The harvested aromatic plants are used fresh and immediately taken to the distillation plant in our headquarters. The extraction process exploits the physical property of essential oils to be volatile, i.e. easily vaporizable and dragged by a current of water vapour. The vapour/essence is then condensed in a coil cooled by a water recirculation and brought back to the liquid state: the oil, since it has a lower density than that of distilled water, settles and floats on the surface. Therefore, precisely because of the different densities of the two liquids, the complete separation of the essential oil is accomplished thanks to a Florentine vase, which will then be kept in a refrigerated cell.

Distilled water, on the other hand, is an aromatic water - hydrolat - containing a small percentage of essential oil, which gives it the fragrance of the plant used. It too can be used for fragrance purposes.

_WHAT YOU WILL DO:_ Please extend the passage on distilling essential oils from aromatic plants, picking up right after its final sentence about the hydrolat's use for fragrance.

_MATERIAL SUPPLIED:_
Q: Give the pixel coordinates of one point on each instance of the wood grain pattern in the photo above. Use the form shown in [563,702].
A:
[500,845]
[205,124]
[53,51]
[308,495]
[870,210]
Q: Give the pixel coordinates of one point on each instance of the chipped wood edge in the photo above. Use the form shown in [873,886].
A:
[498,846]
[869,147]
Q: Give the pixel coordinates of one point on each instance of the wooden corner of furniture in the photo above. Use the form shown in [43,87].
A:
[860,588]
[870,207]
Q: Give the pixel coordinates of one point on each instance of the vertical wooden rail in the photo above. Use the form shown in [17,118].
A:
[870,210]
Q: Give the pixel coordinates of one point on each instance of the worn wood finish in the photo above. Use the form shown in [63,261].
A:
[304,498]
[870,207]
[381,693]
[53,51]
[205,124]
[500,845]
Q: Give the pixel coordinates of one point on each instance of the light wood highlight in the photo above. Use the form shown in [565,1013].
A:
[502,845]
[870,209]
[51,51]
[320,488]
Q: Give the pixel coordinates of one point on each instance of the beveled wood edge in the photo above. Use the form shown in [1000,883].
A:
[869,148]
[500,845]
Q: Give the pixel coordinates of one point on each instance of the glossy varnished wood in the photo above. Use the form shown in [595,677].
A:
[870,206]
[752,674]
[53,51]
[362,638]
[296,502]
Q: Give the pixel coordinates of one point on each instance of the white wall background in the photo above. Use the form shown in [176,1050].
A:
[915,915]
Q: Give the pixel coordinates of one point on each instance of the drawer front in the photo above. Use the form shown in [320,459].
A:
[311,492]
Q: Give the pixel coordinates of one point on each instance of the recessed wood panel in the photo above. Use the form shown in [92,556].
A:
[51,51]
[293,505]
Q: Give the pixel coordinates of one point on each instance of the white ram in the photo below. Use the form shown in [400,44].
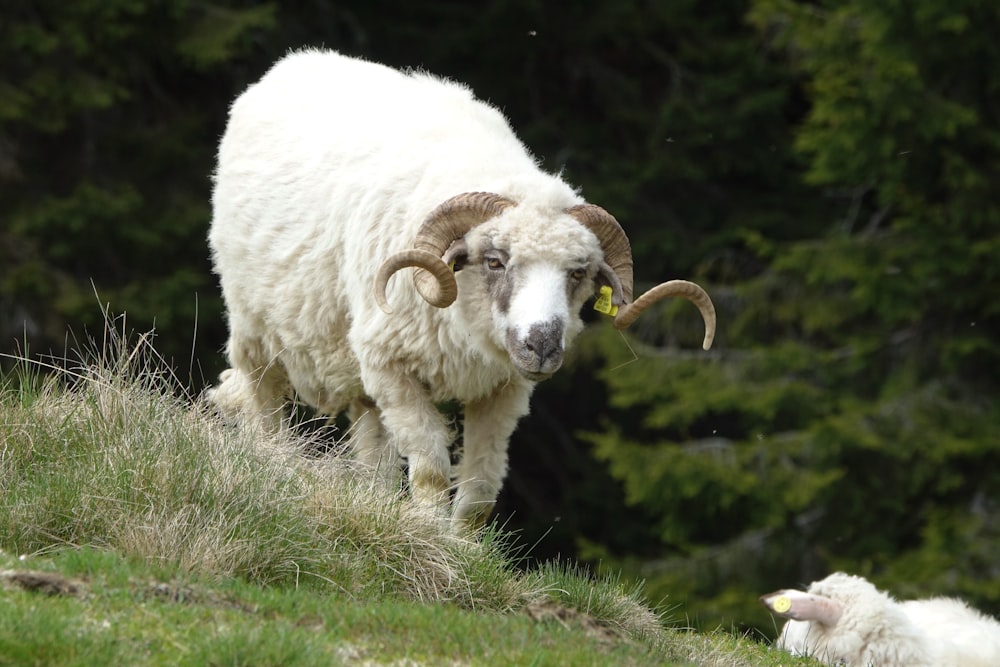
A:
--
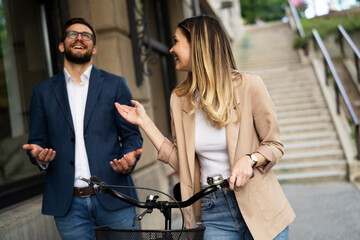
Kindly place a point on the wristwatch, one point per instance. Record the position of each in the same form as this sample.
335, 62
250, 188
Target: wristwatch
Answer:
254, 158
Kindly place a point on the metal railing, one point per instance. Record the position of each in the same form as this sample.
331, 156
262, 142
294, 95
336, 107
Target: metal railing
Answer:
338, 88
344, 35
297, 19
--
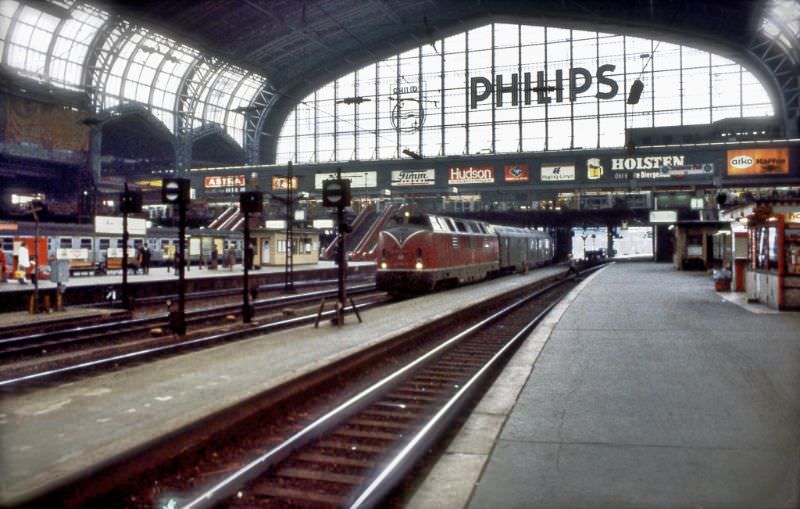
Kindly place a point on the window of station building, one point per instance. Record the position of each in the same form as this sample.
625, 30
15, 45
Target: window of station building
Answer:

_OUTPUT FOR THIS EXERCISE:_
The Gli Spinoni farm

The plot

The plot, extending for about 25 hectares and in certified organic cultivation since 2002, is cultivated half with woodland and half with medicinal aromatic plants for the production of essential oils for food, pharmaceutical, cosmetic and phytotherapeutic use.

In addition to being surrounded by 2,200 meters of tree-shrub hedge made up of native species, along the service carriageways that divide the plots there are ancient rows of mulberry trees of particular landscape, historical and cultural value. All this contributes to increasing biodiversity and favors in particular the presence of bees and other pollinating insects which play an essential role in ecosystems. It is also a natural refuge for sedentary and migratory birds, such as hawks, jays, woodpeckers and cattle egrets.